St. Louis Oracle

St. Louis-based political forecasting plus commentary on politics and events from a grassroots veteran with a mature, progressive anti-establishment perspective.

Tuesday, November 30, 2004

NARAL’s misstatements seem rooted in abandonment of principles

The November fundraising letter for NARAL Pro-Choice Missouri (NARAL) got off on the wrong foot for factual purists like the Oracle. It starts off lamenting how “Missouri has elected its first anti-choice governor since 1992, when Mel Carnahan defeated anti-choice John Ashcroft.” The basic point is accurate, but the details are not. It was 2000 when Carnahan’s corpse defeated Ashcroft, and that contest was for U.S. Senator, not governor. In 1992, Governor John Ashcroft was term-limited. The anti-choice Republican that Carnahan defeated that year was future convict William Webster.

Truth took a bigger hit later in the letter. Executive Director Carolyn Sullivan went on to claim, “For the first time since 1920, the Governor’s office and both legislative chambers are controlled by anti-choice leaders.” Actually, the Governor’s office and both legislative chambers have been controlled by anti-choice leaders for the majority of the period since 1920. While a full unanimous triumvirate of anti-choice leaders is hard to find in recent years, one still only has to go as far back as 1976, when the governor was Republican Kit Bond, the president pro-tem of the Senate was Democrat William Cason, and the Speaker of the House was Democrat (and future convict) Richard Rabbitt. Ironically, Bond would be unseated that year by anti-choice Democrat Joe Teasdale, who drew pro-life votes with an extreme stand that contrasted with Bond’s tolerance for exceptions for rape and incest.

In more recent times, Gov. Bob Holden had to deal not only with Republican senate president Peter Kinder and Republican house speaker Catherine Hanaway, but also with Hanaway’s predecessor, Democrat Jim Kreider, all of whom are anti-choice. Carnahan had to deal with anti-choice senate presidents like John Scott and James Mathewson, both fellow Democrats.

In the years before Roe v. Wade in 1973, the illegality of abortion was a given, and only the most radical and courageous politicians publicly advocated its legalization. Ironically, this small cadre included Republicans like one-term Florissant Senator Robert Prange and Columbia State Representatives George Parker and Harold Reisch. Governors and legislative leaders weren’t really on record with their positions on abortion prior to then, so it’s hard to fathom how Ms. Sullivan ascertained the alleged choice leanings of leaders during the first 53 years after 1920.

Of course, we all know what Ms. Sullivan meant, and that’s the problem. What Missouri’s Governor’s office and both legislative chambers haven’t been controlled by since 1920 is Republicans. Ms. Sullivan incorrectly equates Democrat with pro-choice and Republican with anti-choice. Her misstatement is rooted in NARAL’s recent unpublicized mission change. They now regrettably act as a front for the Democratic Party instead of supporting pro-choice advocates regardless of party. Both State Senator Harry Kennedy and State Rep. Mike Daus are anti-choice Democrats who faced pro-choice opponents in November, but NARAL wouldn’t lift a finger (except maybe the middle one) for either pro-choice candidate. Admittedly those pro-choice opponents were third-party candidates (David Sladky of the Green Party and Libertarian Leonora Kham), but NARAL backed pro-choice third-party challengers to anti-choice Democrats as recently as 2000, when its founding principles mattered more.

Dataset content
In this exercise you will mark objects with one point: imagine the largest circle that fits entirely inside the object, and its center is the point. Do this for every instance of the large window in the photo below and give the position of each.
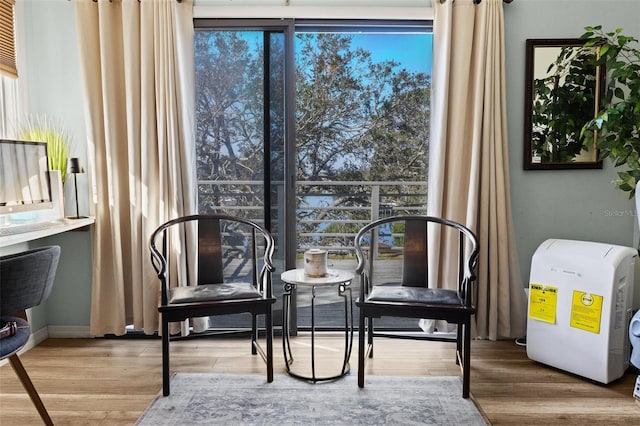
(313, 128)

Written instruction A
According to the blog post about NARAL's fundraising letter, in what year did Carnahan defeat Ashcroft, and for what office?
Written instruction B
Write the next part of the blog post about NARAL's fundraising letter, picking up after its final sentence.
The listing above is separate material and has no connection to the blog post about NARAL's fundraising letter.

Final result A
Carnahan defeated Ashcroft in 2000, in the race for U.S. Senator.

Final result B
The Oracle misses the more principled organization.

Wednesday, November 24, 2004

The evangelical vote in historical perspective

Much has been written about how George W. Bush, Matt Blunt and other Republicans rode the votes of rural Missouri’s evangelical Christians to victory this year. The same pattern repeated itself in most other states with substantial evangelical Christian populations. Evangelicals make news whenever they turn out in large numbers, because they are the one segment of the current Republican coalition whose turnout is unreliable. But their bloc voting power isn’t really new.

Religion was a major factor in the 1960 election. Prior to then, every American President had been Protestant (and a freemason as well). No major party had nominated a Roman Catholic for president since Catholic Democrat Al Smith lost to Republican Herbert Hoover in 1928. In 1960 Democrat John F. Kennedy’s Catholicism inspired not only a surge of Democratic votes among Roman Catholics of all political stripes, but also a backlash from evangelical Protestants. In both rock-ribbed Republican Ozark counties and staunchly Democratic counties like Monroe in Little Dixie and the exurban counties surrounding Kansas City, JFK trailed 4-6 percentage points behind Democrat Adlai Stevenson’s pace in the prior election. Blacks in St. Louis gave Kennedy their lowest percentage of any Democratic presidential candidate since World War II. Catholic voters picked up the slack, as Kennedy carried Republican areas like St. Louis Hills and St. Charles, allowing him to carry Missouri with just 50.26% of the vote.

The evangelical vote went the other way in 1976, propelling fellow “born again” Christian Jimmy Carter to victory over incumbent Republican Gerald Ford. Carter’s percentage of the outstate vote approximated his performance in metropolitan areas. (Historically, outstate areas ran about seven points behind.) In some Ozark areas, Carter even ran ahead of President Lyndon Johnson’s pace in his 1964 landslide win over Barry Goldwater.

But by the next election, the evangelicals had soured on Carter. Emerging televangelists like Revs. Jerry Falwell and Pat Robertson exploited this discontent and inspired many evangelical Christians to switch to Republican Ronald Reagan. While urban and suburban votes changed very little between 1976 and 1980, Carter’s vote in outstate and exurban areas slipped 10 full percentage points, costing him Missouri’s electoral votes and a second term.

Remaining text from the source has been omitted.